#### How to complete this task:
The answer must consist of every line from the data that holds "cushion".

Collected data
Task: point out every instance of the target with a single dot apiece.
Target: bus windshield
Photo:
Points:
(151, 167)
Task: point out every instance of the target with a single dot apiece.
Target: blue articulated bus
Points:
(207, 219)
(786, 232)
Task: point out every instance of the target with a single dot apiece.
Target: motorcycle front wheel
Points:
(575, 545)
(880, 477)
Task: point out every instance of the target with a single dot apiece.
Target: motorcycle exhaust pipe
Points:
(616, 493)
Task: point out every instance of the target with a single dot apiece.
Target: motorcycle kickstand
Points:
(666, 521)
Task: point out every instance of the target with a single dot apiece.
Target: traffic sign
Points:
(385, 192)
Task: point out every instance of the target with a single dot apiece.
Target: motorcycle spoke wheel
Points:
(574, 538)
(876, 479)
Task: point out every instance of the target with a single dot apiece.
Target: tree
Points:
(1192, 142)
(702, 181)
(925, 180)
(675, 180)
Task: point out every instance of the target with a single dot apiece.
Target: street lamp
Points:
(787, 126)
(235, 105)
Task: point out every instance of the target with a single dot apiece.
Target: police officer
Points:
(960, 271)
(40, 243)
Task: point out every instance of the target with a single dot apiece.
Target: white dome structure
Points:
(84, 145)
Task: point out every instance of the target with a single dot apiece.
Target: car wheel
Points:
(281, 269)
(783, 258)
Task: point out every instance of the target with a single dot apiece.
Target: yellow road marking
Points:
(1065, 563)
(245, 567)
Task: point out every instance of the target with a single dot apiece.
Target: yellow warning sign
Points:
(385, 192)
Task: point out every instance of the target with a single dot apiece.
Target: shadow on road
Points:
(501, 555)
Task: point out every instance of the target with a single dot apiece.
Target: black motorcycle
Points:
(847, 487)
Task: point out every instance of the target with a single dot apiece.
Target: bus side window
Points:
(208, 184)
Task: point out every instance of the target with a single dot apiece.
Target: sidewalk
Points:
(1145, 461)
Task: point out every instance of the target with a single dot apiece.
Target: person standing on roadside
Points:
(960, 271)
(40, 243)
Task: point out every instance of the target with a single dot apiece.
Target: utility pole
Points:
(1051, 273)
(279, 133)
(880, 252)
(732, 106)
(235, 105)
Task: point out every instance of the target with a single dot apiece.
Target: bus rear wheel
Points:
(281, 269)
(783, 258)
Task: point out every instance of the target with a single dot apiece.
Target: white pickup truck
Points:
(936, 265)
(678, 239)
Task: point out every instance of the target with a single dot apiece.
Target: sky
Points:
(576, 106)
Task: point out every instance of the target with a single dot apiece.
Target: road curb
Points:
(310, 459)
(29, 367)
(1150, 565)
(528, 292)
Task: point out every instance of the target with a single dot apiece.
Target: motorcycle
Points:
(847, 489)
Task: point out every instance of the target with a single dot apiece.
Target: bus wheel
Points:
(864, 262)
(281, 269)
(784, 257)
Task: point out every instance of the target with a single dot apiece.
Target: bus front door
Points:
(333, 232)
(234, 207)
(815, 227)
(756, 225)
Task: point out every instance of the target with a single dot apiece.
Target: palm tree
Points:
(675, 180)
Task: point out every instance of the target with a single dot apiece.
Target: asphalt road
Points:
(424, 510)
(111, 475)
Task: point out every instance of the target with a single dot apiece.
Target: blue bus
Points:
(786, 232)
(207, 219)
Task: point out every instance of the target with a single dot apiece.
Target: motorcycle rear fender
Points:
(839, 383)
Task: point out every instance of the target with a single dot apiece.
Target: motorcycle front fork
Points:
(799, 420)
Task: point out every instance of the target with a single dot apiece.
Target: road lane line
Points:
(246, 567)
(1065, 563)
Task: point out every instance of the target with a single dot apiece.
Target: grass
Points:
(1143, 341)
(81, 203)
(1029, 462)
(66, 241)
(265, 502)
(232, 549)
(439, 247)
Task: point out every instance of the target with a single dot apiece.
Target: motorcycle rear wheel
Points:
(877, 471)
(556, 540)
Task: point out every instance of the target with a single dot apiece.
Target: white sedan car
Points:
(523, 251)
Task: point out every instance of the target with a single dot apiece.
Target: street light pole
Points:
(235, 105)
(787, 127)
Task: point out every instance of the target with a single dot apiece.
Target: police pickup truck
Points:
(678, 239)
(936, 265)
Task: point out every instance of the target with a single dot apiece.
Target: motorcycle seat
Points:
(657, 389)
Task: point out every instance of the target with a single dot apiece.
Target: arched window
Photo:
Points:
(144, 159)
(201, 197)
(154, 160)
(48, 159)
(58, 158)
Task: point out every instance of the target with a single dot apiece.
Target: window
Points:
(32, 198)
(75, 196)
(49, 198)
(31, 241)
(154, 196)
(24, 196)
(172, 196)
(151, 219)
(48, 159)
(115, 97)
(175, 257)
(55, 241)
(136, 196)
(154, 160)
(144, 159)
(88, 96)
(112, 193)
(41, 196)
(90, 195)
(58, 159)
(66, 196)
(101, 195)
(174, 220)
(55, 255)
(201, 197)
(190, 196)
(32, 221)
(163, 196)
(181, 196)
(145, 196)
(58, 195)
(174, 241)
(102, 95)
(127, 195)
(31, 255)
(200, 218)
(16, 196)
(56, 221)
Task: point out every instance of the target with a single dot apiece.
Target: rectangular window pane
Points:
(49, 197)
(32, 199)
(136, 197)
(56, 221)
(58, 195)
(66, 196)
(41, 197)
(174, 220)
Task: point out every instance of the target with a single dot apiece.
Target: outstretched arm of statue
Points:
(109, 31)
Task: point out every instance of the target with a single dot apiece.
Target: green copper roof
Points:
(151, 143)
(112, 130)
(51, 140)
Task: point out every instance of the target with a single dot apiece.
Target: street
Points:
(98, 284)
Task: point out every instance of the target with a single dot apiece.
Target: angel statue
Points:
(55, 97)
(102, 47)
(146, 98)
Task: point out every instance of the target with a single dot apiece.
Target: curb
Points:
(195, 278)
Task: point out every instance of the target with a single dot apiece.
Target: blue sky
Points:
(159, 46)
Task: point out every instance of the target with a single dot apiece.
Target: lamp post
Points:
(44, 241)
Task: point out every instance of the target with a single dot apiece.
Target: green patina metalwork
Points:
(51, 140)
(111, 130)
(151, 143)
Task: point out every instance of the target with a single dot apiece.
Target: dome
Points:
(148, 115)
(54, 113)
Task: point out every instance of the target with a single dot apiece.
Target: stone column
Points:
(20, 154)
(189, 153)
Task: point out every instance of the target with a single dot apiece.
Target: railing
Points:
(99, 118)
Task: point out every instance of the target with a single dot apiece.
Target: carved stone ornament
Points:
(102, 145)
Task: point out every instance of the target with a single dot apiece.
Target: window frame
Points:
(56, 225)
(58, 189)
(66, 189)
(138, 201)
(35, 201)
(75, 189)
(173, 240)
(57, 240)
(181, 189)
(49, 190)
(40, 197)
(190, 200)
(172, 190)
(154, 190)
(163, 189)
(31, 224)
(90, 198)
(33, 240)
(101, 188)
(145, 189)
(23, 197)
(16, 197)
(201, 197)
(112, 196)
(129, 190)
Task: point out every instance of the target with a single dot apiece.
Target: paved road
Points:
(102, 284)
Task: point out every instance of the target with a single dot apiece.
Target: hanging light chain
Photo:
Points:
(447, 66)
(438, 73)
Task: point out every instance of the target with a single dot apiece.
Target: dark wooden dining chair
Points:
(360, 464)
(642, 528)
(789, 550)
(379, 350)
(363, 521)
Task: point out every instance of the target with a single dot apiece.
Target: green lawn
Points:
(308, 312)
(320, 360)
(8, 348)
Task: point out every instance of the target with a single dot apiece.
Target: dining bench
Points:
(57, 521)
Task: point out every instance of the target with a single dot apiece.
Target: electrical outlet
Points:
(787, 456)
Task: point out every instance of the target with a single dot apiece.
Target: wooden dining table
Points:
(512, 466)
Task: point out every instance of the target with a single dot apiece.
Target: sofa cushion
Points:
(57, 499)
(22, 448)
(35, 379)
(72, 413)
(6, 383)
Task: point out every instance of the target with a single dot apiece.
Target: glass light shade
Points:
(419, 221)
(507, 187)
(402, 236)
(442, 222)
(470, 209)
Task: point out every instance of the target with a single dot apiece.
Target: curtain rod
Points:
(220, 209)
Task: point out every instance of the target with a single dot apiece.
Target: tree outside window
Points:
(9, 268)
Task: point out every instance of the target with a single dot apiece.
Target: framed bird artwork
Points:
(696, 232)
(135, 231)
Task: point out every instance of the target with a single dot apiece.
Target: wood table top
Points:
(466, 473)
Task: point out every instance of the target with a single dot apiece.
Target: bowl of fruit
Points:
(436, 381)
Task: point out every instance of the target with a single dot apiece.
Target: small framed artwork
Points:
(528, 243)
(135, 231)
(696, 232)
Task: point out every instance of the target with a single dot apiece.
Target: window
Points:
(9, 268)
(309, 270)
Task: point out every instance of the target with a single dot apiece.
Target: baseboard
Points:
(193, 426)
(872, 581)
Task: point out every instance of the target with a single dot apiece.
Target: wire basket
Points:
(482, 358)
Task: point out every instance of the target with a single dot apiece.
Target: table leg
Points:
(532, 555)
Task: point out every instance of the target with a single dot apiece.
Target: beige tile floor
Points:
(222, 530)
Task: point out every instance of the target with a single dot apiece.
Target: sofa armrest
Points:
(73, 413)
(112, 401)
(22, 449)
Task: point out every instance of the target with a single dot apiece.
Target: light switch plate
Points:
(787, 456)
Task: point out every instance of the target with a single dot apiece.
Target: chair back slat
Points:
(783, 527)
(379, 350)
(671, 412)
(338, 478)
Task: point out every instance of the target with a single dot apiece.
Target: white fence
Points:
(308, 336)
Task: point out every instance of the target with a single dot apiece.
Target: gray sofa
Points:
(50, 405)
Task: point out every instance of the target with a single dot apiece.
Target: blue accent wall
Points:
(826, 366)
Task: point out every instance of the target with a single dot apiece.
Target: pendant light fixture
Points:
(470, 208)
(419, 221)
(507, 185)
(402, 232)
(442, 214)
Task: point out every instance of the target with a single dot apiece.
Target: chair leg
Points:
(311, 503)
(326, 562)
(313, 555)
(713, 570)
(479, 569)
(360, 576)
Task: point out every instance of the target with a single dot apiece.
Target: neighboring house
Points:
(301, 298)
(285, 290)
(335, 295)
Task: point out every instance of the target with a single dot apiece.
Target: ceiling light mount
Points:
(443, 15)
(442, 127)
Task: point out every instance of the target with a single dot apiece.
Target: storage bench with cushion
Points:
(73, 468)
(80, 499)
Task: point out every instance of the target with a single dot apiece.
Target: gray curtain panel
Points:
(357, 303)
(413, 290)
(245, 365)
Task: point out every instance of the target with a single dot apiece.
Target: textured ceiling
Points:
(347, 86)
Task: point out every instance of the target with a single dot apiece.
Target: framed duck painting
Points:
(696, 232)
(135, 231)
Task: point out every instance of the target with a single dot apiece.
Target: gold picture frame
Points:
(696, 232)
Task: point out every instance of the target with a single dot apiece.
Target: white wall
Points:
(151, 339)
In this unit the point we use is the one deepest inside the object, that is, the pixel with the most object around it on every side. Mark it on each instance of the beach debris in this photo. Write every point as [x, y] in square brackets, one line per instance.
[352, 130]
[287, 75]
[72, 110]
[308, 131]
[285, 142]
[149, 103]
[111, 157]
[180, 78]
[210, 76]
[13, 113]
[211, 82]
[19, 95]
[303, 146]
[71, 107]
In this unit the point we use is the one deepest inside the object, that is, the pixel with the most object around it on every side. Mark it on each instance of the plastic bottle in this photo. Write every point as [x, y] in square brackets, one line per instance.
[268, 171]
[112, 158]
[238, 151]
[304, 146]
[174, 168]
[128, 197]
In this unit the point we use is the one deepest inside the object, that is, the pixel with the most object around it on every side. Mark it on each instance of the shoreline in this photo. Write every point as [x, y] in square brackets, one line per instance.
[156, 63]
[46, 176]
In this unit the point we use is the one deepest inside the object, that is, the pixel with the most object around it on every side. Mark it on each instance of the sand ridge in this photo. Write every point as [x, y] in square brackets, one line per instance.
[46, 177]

#### Solved exercise:
Target: sofa cushion
Target: storage bench with cushion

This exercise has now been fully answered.